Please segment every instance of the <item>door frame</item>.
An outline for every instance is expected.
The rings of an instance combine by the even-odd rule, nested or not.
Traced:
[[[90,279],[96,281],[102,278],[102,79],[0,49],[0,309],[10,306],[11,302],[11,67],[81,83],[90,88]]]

Task to carry out: Render each line of the material above as one string in a JSON array, skipping any blank lines.

Correct result:
[
  "Please segment every instance of the <item>door frame</item>.",
  "An outline for every instance is expected.",
  "The rings of an instance combine by the even-odd rule, nested or not.",
  "Traced:",
  "[[[90,279],[96,281],[102,278],[102,79],[0,49],[0,309],[10,306],[11,302],[11,67],[81,83],[90,88]]]"
]